▸ **GIVEN RECORDS**
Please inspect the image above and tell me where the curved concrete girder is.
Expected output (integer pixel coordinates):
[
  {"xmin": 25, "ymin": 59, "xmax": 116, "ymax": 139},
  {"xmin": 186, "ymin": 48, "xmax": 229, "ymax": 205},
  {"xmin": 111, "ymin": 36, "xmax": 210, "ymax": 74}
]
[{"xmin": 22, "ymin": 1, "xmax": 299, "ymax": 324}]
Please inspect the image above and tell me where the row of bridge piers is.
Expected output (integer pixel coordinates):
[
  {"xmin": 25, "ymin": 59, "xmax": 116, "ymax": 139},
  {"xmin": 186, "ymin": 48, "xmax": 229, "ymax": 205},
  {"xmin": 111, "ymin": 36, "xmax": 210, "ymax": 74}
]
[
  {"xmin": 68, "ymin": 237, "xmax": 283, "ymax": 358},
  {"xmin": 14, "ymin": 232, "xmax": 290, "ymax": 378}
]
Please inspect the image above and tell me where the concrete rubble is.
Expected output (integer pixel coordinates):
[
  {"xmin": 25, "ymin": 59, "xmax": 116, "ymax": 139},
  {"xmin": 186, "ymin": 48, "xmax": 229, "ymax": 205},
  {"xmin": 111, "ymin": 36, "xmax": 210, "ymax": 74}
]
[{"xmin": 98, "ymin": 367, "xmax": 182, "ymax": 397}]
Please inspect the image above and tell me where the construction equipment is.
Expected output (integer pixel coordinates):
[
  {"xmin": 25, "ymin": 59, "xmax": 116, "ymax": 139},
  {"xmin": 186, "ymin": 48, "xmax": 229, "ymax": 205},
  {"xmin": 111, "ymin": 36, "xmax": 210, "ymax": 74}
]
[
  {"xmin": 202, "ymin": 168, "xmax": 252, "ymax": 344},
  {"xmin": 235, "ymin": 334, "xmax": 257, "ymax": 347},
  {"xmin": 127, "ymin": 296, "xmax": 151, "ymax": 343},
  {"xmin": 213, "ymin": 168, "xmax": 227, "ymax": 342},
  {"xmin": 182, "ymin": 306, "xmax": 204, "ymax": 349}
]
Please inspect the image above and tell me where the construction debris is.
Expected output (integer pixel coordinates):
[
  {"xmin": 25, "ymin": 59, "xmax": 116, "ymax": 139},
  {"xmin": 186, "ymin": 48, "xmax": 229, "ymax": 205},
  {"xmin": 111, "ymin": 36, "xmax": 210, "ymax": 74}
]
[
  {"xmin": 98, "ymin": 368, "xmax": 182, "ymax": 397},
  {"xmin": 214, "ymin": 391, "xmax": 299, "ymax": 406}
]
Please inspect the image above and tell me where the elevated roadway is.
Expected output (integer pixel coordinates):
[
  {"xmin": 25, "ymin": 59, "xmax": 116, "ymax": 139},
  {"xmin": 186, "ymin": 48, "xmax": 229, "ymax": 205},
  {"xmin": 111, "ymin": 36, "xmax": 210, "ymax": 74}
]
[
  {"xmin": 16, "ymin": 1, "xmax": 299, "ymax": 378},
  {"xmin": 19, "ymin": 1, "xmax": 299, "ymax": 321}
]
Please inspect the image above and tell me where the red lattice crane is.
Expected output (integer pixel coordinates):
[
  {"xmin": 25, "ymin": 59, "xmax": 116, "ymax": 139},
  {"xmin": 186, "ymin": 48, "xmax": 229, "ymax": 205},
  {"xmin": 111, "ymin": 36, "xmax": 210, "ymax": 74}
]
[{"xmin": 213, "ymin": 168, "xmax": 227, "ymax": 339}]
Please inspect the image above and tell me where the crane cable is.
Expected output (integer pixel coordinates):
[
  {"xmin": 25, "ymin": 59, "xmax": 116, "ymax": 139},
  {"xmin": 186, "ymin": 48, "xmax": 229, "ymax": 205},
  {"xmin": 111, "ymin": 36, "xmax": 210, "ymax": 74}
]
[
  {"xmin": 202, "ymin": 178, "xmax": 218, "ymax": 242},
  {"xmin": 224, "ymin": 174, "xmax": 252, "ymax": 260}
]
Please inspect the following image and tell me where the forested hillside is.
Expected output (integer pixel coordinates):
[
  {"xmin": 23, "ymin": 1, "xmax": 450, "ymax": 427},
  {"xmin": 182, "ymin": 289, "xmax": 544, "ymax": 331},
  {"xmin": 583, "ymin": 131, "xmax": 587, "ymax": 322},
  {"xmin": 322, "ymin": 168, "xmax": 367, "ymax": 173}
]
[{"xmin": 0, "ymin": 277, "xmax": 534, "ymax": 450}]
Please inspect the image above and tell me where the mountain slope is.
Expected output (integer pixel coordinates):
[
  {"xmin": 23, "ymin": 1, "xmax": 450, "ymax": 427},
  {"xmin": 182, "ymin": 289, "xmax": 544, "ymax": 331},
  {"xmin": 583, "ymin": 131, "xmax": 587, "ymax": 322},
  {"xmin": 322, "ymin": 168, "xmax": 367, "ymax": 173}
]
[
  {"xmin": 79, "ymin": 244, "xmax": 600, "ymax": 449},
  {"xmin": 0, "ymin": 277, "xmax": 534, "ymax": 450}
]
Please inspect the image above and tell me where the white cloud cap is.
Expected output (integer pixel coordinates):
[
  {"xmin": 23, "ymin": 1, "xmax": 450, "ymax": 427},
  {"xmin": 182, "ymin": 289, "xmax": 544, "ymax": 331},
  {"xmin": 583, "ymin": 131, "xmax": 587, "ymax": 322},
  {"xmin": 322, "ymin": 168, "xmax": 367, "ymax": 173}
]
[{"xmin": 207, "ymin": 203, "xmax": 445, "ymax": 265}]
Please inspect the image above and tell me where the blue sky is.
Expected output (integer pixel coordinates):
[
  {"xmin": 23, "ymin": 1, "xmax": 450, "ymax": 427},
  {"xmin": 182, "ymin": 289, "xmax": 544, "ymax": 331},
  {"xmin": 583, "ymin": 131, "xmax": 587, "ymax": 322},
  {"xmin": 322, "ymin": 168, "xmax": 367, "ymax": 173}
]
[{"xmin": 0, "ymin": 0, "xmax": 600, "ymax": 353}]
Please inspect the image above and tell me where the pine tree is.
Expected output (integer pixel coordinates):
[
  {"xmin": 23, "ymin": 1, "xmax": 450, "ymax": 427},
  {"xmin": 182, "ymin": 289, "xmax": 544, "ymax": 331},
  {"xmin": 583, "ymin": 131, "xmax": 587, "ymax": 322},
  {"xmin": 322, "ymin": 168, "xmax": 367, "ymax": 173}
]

▸ **JOB**
Output the listing above as a JSON array of strings, one string for each line and no entries for blank lines.

▸ **EXERCISE SOLUTION**
[
  "Please inspect the image above and tell me where the curved concrete girder is.",
  "Expected output (integer pixel coordinates):",
  "[",
  "  {\"xmin\": 25, \"ymin\": 59, \"xmax\": 116, \"ymax\": 139},",
  "  {\"xmin\": 186, \"ymin\": 48, \"xmax\": 229, \"ymax\": 205},",
  "  {\"xmin\": 111, \"ymin\": 36, \"xmax\": 210, \"ymax\": 74}",
  "]",
  "[{\"xmin\": 22, \"ymin\": 1, \"xmax\": 299, \"ymax\": 324}]",
  "Please inspect the image above and tell me where the row of bridge piers is.",
  "Expected output (integer pixel coordinates):",
  "[",
  "  {\"xmin\": 25, \"ymin\": 59, \"xmax\": 116, \"ymax\": 139},",
  "  {\"xmin\": 186, \"ymin\": 48, \"xmax\": 229, \"ymax\": 205},",
  "  {\"xmin\": 111, \"ymin\": 36, \"xmax\": 210, \"ymax\": 74}",
  "]",
  "[",
  "  {\"xmin\": 68, \"ymin\": 237, \"xmax\": 283, \"ymax\": 358},",
  "  {\"xmin\": 14, \"ymin\": 232, \"xmax\": 290, \"ymax\": 378}",
  "]",
  "Please inspect the image above and tell me where the concrete rubble is.",
  "Expected output (integer pixel coordinates):",
  "[",
  "  {\"xmin\": 25, \"ymin\": 59, \"xmax\": 116, \"ymax\": 139},",
  "  {\"xmin\": 186, \"ymin\": 48, \"xmax\": 229, \"ymax\": 205},",
  "  {\"xmin\": 111, \"ymin\": 36, \"xmax\": 210, \"ymax\": 74}",
  "]",
  "[{\"xmin\": 98, \"ymin\": 367, \"xmax\": 182, \"ymax\": 397}]",
  "Please inspect the image above and tell me where the construction equipment is.",
  "Expected output (integer pixel coordinates):",
  "[",
  "  {\"xmin\": 25, \"ymin\": 59, \"xmax\": 116, \"ymax\": 139},",
  "  {\"xmin\": 186, \"ymin\": 48, \"xmax\": 229, \"ymax\": 205},",
  "  {\"xmin\": 111, \"ymin\": 36, \"xmax\": 210, \"ymax\": 74}",
  "]",
  "[",
  "  {\"xmin\": 202, \"ymin\": 168, \"xmax\": 252, \"ymax\": 344},",
  "  {\"xmin\": 235, \"ymin\": 334, \"xmax\": 257, \"ymax\": 347},",
  "  {\"xmin\": 127, \"ymin\": 296, \"xmax\": 151, \"ymax\": 343},",
  "  {\"xmin\": 213, \"ymin\": 168, \"xmax\": 227, \"ymax\": 342},",
  "  {\"xmin\": 182, \"ymin\": 306, \"xmax\": 204, \"ymax\": 349}",
  "]",
  "Please inspect the image above and tell me where the construction debris is.",
  "Expected output (integer pixel coordinates):",
  "[",
  "  {\"xmin\": 25, \"ymin\": 59, \"xmax\": 116, \"ymax\": 139},",
  "  {\"xmin\": 186, \"ymin\": 48, \"xmax\": 229, \"ymax\": 205},",
  "  {\"xmin\": 111, \"ymin\": 36, \"xmax\": 210, \"ymax\": 74}",
  "]",
  "[",
  "  {\"xmin\": 98, \"ymin\": 368, \"xmax\": 182, \"ymax\": 397},",
  "  {\"xmin\": 214, \"ymin\": 391, \"xmax\": 299, \"ymax\": 406}",
  "]",
  "Please inspect the image above and tell me where the elevated roadway is.",
  "Expected output (integer pixel coordinates):",
  "[",
  "  {\"xmin\": 25, \"ymin\": 59, \"xmax\": 116, \"ymax\": 139},",
  "  {\"xmin\": 186, \"ymin\": 48, \"xmax\": 229, \"ymax\": 205},",
  "  {\"xmin\": 111, \"ymin\": 36, \"xmax\": 210, \"ymax\": 74}",
  "]",
  "[",
  "  {\"xmin\": 16, \"ymin\": 1, \"xmax\": 299, \"ymax\": 378},",
  "  {\"xmin\": 19, \"ymin\": 1, \"xmax\": 299, \"ymax\": 321}",
  "]",
  "Please inspect the image above and tell me where the red lattice crane is.",
  "Expected output (integer pixel coordinates):",
  "[",
  "  {\"xmin\": 25, \"ymin\": 59, \"xmax\": 116, \"ymax\": 139},",
  "  {\"xmin\": 186, \"ymin\": 48, \"xmax\": 229, \"ymax\": 205},",
  "  {\"xmin\": 111, \"ymin\": 36, \"xmax\": 210, \"ymax\": 74}",
  "]",
  "[{\"xmin\": 213, \"ymin\": 168, \"xmax\": 227, \"ymax\": 339}]",
  "Please inspect the image above and tell me where the crane cable is.",
  "Expected output (integer pixel coordinates):",
  "[",
  "  {\"xmin\": 25, \"ymin\": 59, \"xmax\": 116, \"ymax\": 139},",
  "  {\"xmin\": 186, \"ymin\": 48, \"xmax\": 229, \"ymax\": 205},",
  "  {\"xmin\": 111, \"ymin\": 36, \"xmax\": 210, \"ymax\": 74}",
  "]",
  "[",
  "  {\"xmin\": 202, \"ymin\": 178, \"xmax\": 218, \"ymax\": 242},",
  "  {\"xmin\": 224, \"ymin\": 174, \"xmax\": 252, \"ymax\": 260}",
  "]",
  "Please inspect the following image and tell me where the forested hillside is.",
  "Expected output (integer pixel coordinates):",
  "[",
  "  {\"xmin\": 23, \"ymin\": 1, \"xmax\": 450, \"ymax\": 427},",
  "  {\"xmin\": 182, \"ymin\": 289, \"xmax\": 544, \"ymax\": 331},",
  "  {\"xmin\": 583, \"ymin\": 131, \"xmax\": 587, \"ymax\": 322},",
  "  {\"xmin\": 322, \"ymin\": 168, \"xmax\": 367, \"ymax\": 173}",
  "]",
  "[{\"xmin\": 0, \"ymin\": 277, \"xmax\": 534, \"ymax\": 450}]",
  "Please inspect the image above and tell me where the mountain slope is.",
  "Expected output (integer pixel coordinates):",
  "[",
  "  {\"xmin\": 23, \"ymin\": 1, \"xmax\": 450, \"ymax\": 427},",
  "  {\"xmin\": 182, \"ymin\": 289, \"xmax\": 544, \"ymax\": 331},",
  "  {\"xmin\": 583, \"ymin\": 131, \"xmax\": 587, \"ymax\": 322},",
  "  {\"xmin\": 322, \"ymin\": 168, \"xmax\": 367, \"ymax\": 173}",
  "]",
  "[",
  "  {\"xmin\": 79, \"ymin\": 244, \"xmax\": 600, \"ymax\": 449},",
  "  {\"xmin\": 0, \"ymin\": 277, \"xmax\": 534, \"ymax\": 450}",
  "]",
  "Please inspect the image above and tell me where the white cloud cap is.",
  "Expected output (integer pixel coordinates):",
  "[",
  "  {\"xmin\": 23, \"ymin\": 1, \"xmax\": 450, \"ymax\": 427},",
  "  {\"xmin\": 182, \"ymin\": 289, \"xmax\": 544, \"ymax\": 331},",
  "  {\"xmin\": 583, \"ymin\": 131, \"xmax\": 587, \"ymax\": 322},",
  "  {\"xmin\": 322, \"ymin\": 168, \"xmax\": 367, \"ymax\": 173}",
  "]",
  "[{\"xmin\": 207, \"ymin\": 203, \"xmax\": 445, \"ymax\": 265}]",
  "Please inspect the image above and tell me where the blue sky is.",
  "Expected output (integer pixel coordinates):",
  "[",
  "  {\"xmin\": 23, \"ymin\": 1, \"xmax\": 450, \"ymax\": 427},",
  "  {\"xmin\": 182, \"ymin\": 289, \"xmax\": 544, \"ymax\": 331},",
  "  {\"xmin\": 583, \"ymin\": 131, \"xmax\": 587, \"ymax\": 322},",
  "  {\"xmin\": 322, \"ymin\": 168, \"xmax\": 367, \"ymax\": 173}",
  "]",
  "[{\"xmin\": 0, \"ymin\": 0, \"xmax\": 600, \"ymax\": 353}]",
  "Please inspect the image above and tell me where the pine tree is.",
  "Expected output (integer pixel coordinates):",
  "[",
  "  {\"xmin\": 23, \"ymin\": 1, \"xmax\": 450, \"ymax\": 427},",
  "  {\"xmin\": 182, \"ymin\": 289, \"xmax\": 544, \"ymax\": 331},",
  "  {\"xmin\": 583, \"ymin\": 131, \"xmax\": 587, \"ymax\": 322},",
  "  {\"xmin\": 322, \"ymin\": 168, \"xmax\": 367, \"ymax\": 173}",
  "]"
]